> **Input data**:
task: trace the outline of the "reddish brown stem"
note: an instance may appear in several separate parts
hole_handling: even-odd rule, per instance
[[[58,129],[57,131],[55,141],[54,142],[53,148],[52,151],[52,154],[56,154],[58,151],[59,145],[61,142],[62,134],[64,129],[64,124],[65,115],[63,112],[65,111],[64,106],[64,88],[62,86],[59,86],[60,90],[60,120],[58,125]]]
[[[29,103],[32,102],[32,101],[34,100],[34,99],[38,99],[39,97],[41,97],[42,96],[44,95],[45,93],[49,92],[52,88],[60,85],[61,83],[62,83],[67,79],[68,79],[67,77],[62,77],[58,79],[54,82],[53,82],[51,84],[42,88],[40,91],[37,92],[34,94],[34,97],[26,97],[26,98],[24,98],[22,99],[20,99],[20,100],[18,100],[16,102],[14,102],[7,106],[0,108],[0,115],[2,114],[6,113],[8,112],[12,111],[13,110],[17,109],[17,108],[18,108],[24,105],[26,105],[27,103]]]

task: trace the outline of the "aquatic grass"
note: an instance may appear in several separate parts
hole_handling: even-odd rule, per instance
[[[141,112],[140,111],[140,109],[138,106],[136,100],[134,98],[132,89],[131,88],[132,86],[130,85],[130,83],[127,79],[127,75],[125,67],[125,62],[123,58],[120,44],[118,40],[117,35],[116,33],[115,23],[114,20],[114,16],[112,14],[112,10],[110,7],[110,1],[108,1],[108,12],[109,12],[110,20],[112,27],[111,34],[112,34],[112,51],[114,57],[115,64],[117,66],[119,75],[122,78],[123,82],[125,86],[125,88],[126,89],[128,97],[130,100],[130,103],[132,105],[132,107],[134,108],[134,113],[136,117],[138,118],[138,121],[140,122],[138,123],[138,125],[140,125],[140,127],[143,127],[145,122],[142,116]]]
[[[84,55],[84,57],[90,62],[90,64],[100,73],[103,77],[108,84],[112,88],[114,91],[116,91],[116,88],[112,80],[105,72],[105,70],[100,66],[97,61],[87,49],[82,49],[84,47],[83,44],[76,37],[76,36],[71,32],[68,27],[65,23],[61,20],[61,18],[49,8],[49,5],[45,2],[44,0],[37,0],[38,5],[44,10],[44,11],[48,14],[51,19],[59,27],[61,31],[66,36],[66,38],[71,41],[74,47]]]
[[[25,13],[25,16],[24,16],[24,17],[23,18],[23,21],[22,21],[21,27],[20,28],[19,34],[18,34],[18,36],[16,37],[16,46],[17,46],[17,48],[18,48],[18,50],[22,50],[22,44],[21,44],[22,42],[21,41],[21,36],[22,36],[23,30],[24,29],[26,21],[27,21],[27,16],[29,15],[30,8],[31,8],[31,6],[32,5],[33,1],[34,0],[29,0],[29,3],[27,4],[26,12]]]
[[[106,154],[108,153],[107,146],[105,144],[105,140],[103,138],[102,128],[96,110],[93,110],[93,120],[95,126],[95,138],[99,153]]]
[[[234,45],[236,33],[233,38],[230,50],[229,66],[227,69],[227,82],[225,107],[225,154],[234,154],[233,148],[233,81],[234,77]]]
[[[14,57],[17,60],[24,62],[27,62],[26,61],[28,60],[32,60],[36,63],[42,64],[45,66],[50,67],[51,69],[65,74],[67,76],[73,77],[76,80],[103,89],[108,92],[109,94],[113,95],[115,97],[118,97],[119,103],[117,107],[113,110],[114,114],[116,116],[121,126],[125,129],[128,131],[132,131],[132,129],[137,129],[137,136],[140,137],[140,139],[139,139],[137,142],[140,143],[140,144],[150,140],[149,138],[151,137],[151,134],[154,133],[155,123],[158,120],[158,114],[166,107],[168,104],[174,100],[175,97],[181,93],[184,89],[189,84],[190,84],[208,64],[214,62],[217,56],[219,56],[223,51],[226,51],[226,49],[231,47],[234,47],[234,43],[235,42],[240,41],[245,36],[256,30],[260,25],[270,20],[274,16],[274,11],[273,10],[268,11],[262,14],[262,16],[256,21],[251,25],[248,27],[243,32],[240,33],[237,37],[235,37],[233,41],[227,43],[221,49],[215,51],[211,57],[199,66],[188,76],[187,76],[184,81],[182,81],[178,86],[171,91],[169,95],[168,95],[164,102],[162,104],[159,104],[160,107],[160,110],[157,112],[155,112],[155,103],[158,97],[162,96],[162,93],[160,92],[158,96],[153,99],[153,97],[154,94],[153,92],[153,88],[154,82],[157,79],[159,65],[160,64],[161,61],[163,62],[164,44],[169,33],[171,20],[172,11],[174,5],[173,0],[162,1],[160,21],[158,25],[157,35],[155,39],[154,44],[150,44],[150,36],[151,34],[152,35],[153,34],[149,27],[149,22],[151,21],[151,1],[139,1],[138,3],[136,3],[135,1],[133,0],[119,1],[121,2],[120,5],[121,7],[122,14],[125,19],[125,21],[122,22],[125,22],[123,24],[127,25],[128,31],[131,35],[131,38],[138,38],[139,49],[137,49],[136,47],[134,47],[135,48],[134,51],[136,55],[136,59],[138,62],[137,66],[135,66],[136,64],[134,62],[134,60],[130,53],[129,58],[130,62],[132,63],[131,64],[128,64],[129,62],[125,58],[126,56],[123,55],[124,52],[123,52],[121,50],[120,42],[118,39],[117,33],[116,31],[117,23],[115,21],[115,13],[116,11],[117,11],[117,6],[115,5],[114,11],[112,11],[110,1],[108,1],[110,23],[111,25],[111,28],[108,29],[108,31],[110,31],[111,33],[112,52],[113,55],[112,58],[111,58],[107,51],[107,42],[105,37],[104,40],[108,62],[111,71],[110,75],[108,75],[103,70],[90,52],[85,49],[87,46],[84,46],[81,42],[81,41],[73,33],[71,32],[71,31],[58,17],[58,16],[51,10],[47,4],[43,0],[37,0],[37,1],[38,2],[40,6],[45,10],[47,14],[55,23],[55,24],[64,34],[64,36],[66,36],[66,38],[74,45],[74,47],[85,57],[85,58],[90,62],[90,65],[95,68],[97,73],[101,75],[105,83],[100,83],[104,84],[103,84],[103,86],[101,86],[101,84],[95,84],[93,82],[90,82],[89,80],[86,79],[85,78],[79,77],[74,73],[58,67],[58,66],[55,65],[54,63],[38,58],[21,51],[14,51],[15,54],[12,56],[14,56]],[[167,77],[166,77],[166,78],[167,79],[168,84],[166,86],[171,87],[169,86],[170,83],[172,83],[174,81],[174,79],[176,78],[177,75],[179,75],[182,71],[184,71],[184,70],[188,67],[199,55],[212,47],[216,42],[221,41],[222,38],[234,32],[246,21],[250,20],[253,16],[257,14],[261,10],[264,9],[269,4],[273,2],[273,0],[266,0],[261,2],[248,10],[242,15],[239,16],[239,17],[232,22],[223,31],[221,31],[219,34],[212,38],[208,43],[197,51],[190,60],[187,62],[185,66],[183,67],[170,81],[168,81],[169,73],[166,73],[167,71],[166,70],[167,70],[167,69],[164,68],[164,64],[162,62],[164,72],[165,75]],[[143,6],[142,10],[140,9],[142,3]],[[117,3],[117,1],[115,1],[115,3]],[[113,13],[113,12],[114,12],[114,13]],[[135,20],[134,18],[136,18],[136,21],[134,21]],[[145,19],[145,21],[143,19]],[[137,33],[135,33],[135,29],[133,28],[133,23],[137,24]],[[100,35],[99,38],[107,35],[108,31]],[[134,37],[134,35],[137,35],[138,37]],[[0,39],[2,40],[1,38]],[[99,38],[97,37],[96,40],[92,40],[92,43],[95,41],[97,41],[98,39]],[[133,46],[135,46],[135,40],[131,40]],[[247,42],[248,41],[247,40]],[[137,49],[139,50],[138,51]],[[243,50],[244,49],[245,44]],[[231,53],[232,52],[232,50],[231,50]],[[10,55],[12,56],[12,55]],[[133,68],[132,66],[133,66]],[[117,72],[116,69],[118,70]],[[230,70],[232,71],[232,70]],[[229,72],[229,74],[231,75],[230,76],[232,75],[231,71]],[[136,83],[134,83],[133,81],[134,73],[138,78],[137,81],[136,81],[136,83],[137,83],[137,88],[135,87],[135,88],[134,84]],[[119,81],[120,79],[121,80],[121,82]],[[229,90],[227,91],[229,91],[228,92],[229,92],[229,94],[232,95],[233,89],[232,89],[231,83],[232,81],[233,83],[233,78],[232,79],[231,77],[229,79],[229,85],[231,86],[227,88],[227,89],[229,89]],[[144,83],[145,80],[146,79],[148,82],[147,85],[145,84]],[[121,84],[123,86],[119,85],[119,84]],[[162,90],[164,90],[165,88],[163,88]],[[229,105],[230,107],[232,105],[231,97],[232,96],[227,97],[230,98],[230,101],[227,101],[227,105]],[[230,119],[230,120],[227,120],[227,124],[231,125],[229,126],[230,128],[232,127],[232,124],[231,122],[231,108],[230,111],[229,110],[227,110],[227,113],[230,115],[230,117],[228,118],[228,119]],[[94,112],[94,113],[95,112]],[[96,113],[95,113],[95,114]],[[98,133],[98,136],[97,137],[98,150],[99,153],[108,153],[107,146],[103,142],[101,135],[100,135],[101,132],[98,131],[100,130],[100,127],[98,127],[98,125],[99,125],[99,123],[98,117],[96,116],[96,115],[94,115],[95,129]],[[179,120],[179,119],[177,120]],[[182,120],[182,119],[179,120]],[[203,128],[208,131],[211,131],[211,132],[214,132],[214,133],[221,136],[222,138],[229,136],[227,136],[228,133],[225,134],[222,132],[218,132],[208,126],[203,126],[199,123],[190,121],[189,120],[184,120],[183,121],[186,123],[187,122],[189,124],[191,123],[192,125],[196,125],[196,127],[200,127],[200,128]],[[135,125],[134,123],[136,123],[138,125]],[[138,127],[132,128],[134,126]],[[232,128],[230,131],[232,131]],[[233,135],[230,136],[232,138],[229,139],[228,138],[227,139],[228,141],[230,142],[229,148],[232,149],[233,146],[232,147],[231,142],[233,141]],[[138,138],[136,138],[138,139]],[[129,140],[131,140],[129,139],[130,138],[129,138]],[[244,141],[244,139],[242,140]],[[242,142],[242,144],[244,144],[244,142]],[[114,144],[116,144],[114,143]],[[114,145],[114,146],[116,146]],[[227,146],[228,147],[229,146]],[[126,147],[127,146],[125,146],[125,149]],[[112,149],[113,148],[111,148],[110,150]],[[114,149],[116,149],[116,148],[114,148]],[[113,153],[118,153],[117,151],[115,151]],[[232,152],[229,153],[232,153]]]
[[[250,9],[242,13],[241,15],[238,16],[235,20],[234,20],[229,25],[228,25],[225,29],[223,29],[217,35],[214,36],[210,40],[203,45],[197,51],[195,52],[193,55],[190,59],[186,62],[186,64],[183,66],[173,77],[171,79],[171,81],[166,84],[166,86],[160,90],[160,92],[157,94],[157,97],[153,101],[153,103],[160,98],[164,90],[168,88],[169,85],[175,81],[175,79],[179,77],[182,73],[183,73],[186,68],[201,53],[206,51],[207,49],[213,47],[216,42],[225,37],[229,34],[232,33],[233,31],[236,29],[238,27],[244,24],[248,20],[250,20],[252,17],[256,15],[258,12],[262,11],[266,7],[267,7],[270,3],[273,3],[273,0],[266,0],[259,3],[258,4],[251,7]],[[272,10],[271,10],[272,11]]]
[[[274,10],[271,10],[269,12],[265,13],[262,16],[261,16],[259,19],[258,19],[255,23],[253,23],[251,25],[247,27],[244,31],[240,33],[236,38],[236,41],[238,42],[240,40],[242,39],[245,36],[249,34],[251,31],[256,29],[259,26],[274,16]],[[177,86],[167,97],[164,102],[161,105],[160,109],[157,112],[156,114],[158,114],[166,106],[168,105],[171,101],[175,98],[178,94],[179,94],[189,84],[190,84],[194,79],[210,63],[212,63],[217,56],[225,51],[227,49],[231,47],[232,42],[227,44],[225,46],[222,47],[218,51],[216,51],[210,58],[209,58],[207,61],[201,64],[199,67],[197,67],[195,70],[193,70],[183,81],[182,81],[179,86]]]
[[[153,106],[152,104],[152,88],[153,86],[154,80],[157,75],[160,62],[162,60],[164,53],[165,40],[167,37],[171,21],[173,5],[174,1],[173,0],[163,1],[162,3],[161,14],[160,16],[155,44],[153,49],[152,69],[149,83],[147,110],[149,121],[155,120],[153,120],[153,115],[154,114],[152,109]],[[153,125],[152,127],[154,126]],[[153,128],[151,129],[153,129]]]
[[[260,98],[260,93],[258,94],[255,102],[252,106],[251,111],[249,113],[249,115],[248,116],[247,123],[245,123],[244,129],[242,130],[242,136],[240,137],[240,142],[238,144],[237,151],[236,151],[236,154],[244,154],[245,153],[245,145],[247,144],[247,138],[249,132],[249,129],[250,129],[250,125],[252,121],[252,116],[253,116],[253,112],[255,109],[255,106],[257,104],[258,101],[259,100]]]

> **Job**:
Tally the lines in the entries above that contain the string "outline", treating uppercase and lowercase as different. Reply with the number only.

> **Output below**:
2